# YOUR GOAL
Extract every line of the material below and reproduce it faithfully.

# Region segmentation data
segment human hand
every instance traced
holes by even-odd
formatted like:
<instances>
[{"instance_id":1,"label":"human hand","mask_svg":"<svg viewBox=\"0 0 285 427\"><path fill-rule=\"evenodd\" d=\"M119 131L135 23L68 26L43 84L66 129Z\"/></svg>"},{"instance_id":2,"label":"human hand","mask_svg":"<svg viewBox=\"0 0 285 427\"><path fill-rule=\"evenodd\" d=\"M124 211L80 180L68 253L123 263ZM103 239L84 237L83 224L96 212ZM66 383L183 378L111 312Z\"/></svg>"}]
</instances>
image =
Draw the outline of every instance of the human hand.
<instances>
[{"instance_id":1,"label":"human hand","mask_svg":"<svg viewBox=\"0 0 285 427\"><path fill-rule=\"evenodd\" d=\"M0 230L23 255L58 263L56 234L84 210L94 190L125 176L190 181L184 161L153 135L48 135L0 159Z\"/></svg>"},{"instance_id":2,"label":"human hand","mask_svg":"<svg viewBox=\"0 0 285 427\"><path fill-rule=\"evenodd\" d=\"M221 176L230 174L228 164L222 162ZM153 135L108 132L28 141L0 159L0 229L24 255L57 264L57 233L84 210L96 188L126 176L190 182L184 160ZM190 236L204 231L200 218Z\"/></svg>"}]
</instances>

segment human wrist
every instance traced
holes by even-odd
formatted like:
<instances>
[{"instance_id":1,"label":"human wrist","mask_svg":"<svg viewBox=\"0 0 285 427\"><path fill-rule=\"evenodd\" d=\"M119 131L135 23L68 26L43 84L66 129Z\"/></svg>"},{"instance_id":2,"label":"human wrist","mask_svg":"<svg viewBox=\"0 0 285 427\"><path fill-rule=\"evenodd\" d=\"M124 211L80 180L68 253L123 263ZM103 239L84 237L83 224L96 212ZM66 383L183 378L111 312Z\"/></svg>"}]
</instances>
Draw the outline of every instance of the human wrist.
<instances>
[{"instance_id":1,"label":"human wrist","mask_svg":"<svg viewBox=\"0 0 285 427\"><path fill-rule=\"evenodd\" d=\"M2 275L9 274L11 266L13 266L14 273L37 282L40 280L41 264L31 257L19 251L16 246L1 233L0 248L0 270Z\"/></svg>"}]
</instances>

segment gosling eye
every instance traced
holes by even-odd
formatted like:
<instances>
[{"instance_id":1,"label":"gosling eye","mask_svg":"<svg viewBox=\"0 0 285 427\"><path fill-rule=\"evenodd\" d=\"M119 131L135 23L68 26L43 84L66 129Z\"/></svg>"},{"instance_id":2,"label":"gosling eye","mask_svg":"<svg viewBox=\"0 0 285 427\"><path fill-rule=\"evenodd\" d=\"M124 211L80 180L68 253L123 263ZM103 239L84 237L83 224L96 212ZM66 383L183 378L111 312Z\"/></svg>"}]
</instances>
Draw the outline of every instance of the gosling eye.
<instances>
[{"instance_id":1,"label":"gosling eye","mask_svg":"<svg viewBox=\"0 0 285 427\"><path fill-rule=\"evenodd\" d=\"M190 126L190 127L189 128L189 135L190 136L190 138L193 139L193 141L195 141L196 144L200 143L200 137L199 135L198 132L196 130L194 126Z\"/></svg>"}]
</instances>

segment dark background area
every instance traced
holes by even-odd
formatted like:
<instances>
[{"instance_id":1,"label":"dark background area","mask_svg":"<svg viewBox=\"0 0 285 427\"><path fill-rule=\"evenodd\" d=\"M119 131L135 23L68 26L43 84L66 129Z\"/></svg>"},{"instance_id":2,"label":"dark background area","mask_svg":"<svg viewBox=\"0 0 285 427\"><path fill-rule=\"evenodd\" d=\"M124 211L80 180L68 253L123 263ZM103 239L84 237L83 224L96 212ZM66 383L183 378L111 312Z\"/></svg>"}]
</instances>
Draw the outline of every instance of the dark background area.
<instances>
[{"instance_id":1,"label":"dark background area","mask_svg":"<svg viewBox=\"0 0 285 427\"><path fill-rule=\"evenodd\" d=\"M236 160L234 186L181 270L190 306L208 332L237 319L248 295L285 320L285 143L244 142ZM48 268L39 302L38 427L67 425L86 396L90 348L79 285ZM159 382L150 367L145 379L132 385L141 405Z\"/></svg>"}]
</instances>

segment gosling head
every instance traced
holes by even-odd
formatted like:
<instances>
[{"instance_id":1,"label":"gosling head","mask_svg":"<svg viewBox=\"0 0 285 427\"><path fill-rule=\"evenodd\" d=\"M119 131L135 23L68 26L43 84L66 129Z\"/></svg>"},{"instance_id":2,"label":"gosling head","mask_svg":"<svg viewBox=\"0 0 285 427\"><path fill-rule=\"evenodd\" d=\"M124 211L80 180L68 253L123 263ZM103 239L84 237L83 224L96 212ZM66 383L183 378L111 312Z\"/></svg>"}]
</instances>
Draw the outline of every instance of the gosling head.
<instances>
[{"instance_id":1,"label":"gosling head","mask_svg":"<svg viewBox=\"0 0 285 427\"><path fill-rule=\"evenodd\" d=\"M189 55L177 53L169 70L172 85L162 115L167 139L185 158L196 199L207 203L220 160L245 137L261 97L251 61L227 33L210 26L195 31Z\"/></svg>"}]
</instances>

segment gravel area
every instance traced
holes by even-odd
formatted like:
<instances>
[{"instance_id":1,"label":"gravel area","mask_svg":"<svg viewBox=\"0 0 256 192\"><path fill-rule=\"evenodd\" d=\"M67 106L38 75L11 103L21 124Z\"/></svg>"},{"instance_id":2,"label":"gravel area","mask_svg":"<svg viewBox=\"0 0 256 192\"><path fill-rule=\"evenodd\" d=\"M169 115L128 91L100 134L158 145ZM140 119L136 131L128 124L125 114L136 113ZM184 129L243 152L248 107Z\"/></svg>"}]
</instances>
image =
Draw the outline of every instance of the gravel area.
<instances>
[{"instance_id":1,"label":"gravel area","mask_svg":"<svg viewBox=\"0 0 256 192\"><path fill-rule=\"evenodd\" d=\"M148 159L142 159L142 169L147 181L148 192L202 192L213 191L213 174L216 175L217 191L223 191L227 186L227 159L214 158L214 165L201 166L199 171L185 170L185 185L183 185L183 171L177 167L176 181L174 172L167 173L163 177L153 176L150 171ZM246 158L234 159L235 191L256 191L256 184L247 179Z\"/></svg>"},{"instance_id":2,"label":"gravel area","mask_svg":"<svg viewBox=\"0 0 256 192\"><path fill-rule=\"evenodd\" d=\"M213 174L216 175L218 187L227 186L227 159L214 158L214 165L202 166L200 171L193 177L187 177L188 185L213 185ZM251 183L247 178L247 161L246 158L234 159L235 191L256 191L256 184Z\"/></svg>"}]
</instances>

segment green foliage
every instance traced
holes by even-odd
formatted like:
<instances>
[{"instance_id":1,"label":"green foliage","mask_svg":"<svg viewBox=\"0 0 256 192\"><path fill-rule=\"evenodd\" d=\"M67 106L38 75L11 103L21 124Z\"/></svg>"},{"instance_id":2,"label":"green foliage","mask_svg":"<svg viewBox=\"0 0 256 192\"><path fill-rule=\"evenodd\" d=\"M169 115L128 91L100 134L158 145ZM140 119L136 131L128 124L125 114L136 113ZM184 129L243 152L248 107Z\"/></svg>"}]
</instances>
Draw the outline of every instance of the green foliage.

# TASK OUTPUT
segment human hand
every instance traced
holes by even-odd
formatted like:
<instances>
[{"instance_id":1,"label":"human hand","mask_svg":"<svg viewBox=\"0 0 285 427\"><path fill-rule=\"evenodd\" d=\"M119 131L135 23L68 26L43 84L66 129Z\"/></svg>"},{"instance_id":2,"label":"human hand","mask_svg":"<svg viewBox=\"0 0 285 427\"><path fill-rule=\"evenodd\" d=\"M124 211L80 180L68 253L123 263ZM103 239L84 237L83 224L96 212ZM66 383L183 378L111 312Z\"/></svg>"}]
</instances>
image =
Draw the outline of every instance of the human hand.
<instances>
[{"instance_id":1,"label":"human hand","mask_svg":"<svg viewBox=\"0 0 285 427\"><path fill-rule=\"evenodd\" d=\"M0 230L23 255L58 263L56 234L84 210L94 190L125 176L190 181L184 161L153 135L48 135L0 159Z\"/></svg>"},{"instance_id":2,"label":"human hand","mask_svg":"<svg viewBox=\"0 0 285 427\"><path fill-rule=\"evenodd\" d=\"M221 176L230 174L228 164L222 162ZM153 135L108 132L28 141L0 159L0 229L24 255L57 264L57 233L84 210L96 188L126 176L190 182L184 160ZM190 236L204 231L200 218Z\"/></svg>"}]
</instances>

segment human wrist
every instance traced
holes by even-odd
formatted like:
<instances>
[{"instance_id":1,"label":"human wrist","mask_svg":"<svg viewBox=\"0 0 285 427\"><path fill-rule=\"evenodd\" d=\"M119 131L135 23L68 26L43 84L66 129Z\"/></svg>"},{"instance_id":2,"label":"human wrist","mask_svg":"<svg viewBox=\"0 0 285 427\"><path fill-rule=\"evenodd\" d=\"M124 211L80 180L68 253L123 263ZM103 239L84 237L83 224L96 212ZM66 383L183 378L111 312Z\"/></svg>"}]
</instances>
Draw the outline of every instance of the human wrist.
<instances>
[{"instance_id":1,"label":"human wrist","mask_svg":"<svg viewBox=\"0 0 285 427\"><path fill-rule=\"evenodd\" d=\"M2 275L9 274L11 266L13 266L14 273L37 282L40 280L41 264L31 257L19 251L16 246L1 233L0 248L0 270Z\"/></svg>"}]
</instances>

segment gosling eye
every instance traced
holes by even-odd
formatted like:
<instances>
[{"instance_id":1,"label":"gosling eye","mask_svg":"<svg viewBox=\"0 0 285 427\"><path fill-rule=\"evenodd\" d=\"M119 131L135 23L68 26L43 84L66 129Z\"/></svg>"},{"instance_id":2,"label":"gosling eye","mask_svg":"<svg viewBox=\"0 0 285 427\"><path fill-rule=\"evenodd\" d=\"M124 211L80 180L68 253L123 263ZM103 239L84 237L83 224L96 212ZM66 383L183 378L111 312Z\"/></svg>"}]
</instances>
Draw the outline of every instance of the gosling eye.
<instances>
[{"instance_id":1,"label":"gosling eye","mask_svg":"<svg viewBox=\"0 0 285 427\"><path fill-rule=\"evenodd\" d=\"M190 126L190 127L189 128L189 135L190 136L190 138L193 139L193 141L195 141L196 144L200 143L200 137L199 135L198 132L196 130L194 126Z\"/></svg>"}]
</instances>

segment dark background area
every instance traced
holes by even-odd
formatted like:
<instances>
[{"instance_id":1,"label":"dark background area","mask_svg":"<svg viewBox=\"0 0 285 427\"><path fill-rule=\"evenodd\" d=\"M119 131L135 23L68 26L43 84L66 129Z\"/></svg>"},{"instance_id":2,"label":"dark background area","mask_svg":"<svg viewBox=\"0 0 285 427\"><path fill-rule=\"evenodd\" d=\"M124 211L80 180L68 253L123 263ZM103 239L84 237L83 224L96 212ZM66 383L183 378L111 312Z\"/></svg>"}]
</instances>
Draw the outline of every instance of the dark background area.
<instances>
[{"instance_id":1,"label":"dark background area","mask_svg":"<svg viewBox=\"0 0 285 427\"><path fill-rule=\"evenodd\" d=\"M236 160L234 186L181 270L190 306L208 332L237 319L248 295L285 320L285 143L244 142ZM48 268L39 302L38 427L67 425L86 396L90 348L79 285ZM159 382L150 367L145 379L132 385L141 405Z\"/></svg>"}]
</instances>

segment gosling head
every instance traced
holes by even-odd
formatted like:
<instances>
[{"instance_id":1,"label":"gosling head","mask_svg":"<svg viewBox=\"0 0 285 427\"><path fill-rule=\"evenodd\" d=\"M119 131L135 23L68 26L43 84L66 129Z\"/></svg>"},{"instance_id":2,"label":"gosling head","mask_svg":"<svg viewBox=\"0 0 285 427\"><path fill-rule=\"evenodd\" d=\"M124 211L80 180L68 253L123 263ZM103 239L84 237L83 224L96 212ZM66 383L183 378L111 312Z\"/></svg>"}]
</instances>
Draw the outline of every instance of the gosling head.
<instances>
[{"instance_id":1,"label":"gosling head","mask_svg":"<svg viewBox=\"0 0 285 427\"><path fill-rule=\"evenodd\" d=\"M189 55L177 53L169 70L172 85L162 115L167 139L185 158L196 199L207 203L220 160L245 137L261 97L251 61L227 33L210 26L195 31Z\"/></svg>"}]
</instances>

segment gravel area
every instance traced
holes by even-odd
formatted like:
<instances>
[{"instance_id":1,"label":"gravel area","mask_svg":"<svg viewBox=\"0 0 256 192\"><path fill-rule=\"evenodd\" d=\"M67 106L38 75L11 103L21 124Z\"/></svg>"},{"instance_id":2,"label":"gravel area","mask_svg":"<svg viewBox=\"0 0 256 192\"><path fill-rule=\"evenodd\" d=\"M169 115L128 91L100 134L158 145ZM140 119L136 131L128 124L125 114L136 113ZM184 129L243 152L248 107Z\"/></svg>"}]
</instances>
image =
Draw the outline of every instance of the gravel area.
<instances>
[{"instance_id":1,"label":"gravel area","mask_svg":"<svg viewBox=\"0 0 256 192\"><path fill-rule=\"evenodd\" d=\"M148 159L142 159L142 169L147 181L148 192L202 192L213 191L213 174L216 175L217 191L223 191L227 186L227 159L214 158L214 165L201 166L199 171L185 170L185 185L183 185L183 171L177 167L176 181L174 172L167 173L163 177L153 176L150 171ZM246 158L234 159L235 191L256 191L256 184L247 179Z\"/></svg>"},{"instance_id":2,"label":"gravel area","mask_svg":"<svg viewBox=\"0 0 256 192\"><path fill-rule=\"evenodd\" d=\"M213 174L216 175L218 187L227 186L227 159L214 158L214 165L202 166L200 171L193 177L187 177L188 185L213 185ZM251 183L247 178L247 161L246 158L234 159L235 191L256 191L256 184Z\"/></svg>"}]
</instances>

segment green foliage
every instance traced
holes by even-odd
formatted like:
<instances>
[{"instance_id":1,"label":"green foliage","mask_svg":"<svg viewBox=\"0 0 256 192\"><path fill-rule=\"evenodd\" d=\"M67 106L38 75L11 103L21 124Z\"/></svg>"},{"instance_id":2,"label":"green foliage","mask_svg":"<svg viewBox=\"0 0 256 192\"><path fill-rule=\"evenodd\" d=\"M169 115L128 91L100 134L158 145ZM140 119L136 131L128 124L125 114L136 113ZM184 129L243 152L248 107Z\"/></svg>"}]
</instances>
Draw the outline of every instance of the green foliage.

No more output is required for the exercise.